### Text provided ###

Thing is, going back to the OP, Fantastic Journey, Man from Atlantis and Invisible Man all got run on UK TV, and Fantastic Journey ran about three times on the BBC (mostly in the mornings during school holidays). So I'd guess that anyone in the UK of about 40 to 45 with any sort of childhood interest in SF probably remembers that a lot better than many of the non-hit SF series of the last 20-odd years. Even though they'd be hard pressed to name any of the characters ("There was the guy from the future, the sneaky treacherous doctor, the girl from Atlantis who had a cat but kept on disappearing from one episode to another... oh, and the kid. The one who got killed in that Trek film. the really good one.")

Oh, and Christopher: adding another couple of British kids SF series to your multi-season list - Into the Labyrinth (included episodes by Robert Holmes, Bob Baker and Christopher Priest) and The Tomorrow People.
 
The Kindred, The Embraced series. I used to think the lead on the show was the spitting image of Dr.No era Sean Connery. Too bad he died.

###

- Parts of the exercise
**1.** Using the text on science fiction TV series, answer each question briefly.
(a) About how many times did Fantastic Journey run on the BBC?
(b) Which two British children's SF series does the text add to Christopher's multi-season list?
(c) Which actor, from which era, did the lead of The Kindred: The Embraced resemble?
**2.** Report how many lines of the records contain the string "potted", with case counting. Give only the number.

### Stored rows ###

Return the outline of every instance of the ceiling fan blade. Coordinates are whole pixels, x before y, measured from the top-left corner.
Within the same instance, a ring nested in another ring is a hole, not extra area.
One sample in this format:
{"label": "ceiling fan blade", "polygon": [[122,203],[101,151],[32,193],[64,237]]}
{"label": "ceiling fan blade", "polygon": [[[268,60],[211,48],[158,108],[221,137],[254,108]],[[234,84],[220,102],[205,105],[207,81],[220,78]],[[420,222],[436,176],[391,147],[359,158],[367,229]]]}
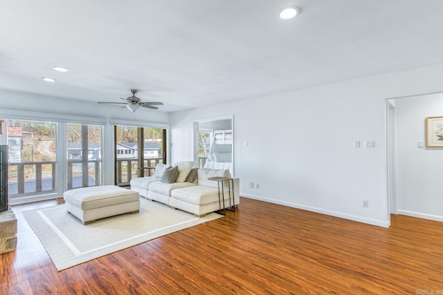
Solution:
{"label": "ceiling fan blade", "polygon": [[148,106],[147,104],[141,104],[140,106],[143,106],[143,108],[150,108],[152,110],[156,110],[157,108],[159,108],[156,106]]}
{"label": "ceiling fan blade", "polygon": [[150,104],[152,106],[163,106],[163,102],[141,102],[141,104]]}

###
### Stored rows ###

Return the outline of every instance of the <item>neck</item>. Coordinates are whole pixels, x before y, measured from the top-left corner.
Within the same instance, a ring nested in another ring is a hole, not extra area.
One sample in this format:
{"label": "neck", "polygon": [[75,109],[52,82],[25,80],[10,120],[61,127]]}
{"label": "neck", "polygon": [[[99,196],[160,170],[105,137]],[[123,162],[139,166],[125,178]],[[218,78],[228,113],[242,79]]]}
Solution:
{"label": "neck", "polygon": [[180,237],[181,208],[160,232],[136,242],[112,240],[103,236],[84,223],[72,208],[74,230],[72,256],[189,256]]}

###
### Stored rows ###

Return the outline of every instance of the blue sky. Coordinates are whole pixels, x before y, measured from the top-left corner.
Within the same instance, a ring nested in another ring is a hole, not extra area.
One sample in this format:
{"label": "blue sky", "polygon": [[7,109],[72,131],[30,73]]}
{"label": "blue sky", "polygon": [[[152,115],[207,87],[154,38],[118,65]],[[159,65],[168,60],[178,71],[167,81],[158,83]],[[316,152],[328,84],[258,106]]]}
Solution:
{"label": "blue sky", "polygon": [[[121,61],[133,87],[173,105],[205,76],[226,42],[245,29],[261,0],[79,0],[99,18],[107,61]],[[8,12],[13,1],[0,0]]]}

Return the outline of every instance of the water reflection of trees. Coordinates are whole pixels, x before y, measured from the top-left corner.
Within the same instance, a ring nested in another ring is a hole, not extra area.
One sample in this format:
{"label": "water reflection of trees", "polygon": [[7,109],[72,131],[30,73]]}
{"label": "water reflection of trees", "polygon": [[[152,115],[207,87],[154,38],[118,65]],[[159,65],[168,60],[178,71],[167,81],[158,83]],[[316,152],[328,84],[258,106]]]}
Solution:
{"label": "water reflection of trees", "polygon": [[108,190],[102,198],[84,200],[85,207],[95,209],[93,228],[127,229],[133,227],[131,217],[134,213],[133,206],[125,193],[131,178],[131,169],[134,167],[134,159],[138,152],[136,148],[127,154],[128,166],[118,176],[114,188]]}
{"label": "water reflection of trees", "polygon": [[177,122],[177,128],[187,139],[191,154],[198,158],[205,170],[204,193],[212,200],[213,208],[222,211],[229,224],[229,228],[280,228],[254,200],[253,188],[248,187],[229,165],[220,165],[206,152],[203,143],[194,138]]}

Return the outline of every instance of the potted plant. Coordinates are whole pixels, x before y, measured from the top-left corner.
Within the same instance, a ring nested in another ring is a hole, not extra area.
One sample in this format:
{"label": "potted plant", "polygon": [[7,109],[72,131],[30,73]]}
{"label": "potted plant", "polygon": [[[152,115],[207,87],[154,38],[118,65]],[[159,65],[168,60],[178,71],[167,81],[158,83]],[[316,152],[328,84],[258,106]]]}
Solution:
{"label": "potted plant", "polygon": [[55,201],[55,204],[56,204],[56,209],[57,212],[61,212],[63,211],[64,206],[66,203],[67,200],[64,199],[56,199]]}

###

- Written answers
**1.**
(a) About three times.
(b) Into the Labyrinth and The Tomorrow People.
(c) Sean Connery, from his Dr. No era.

**2.** 4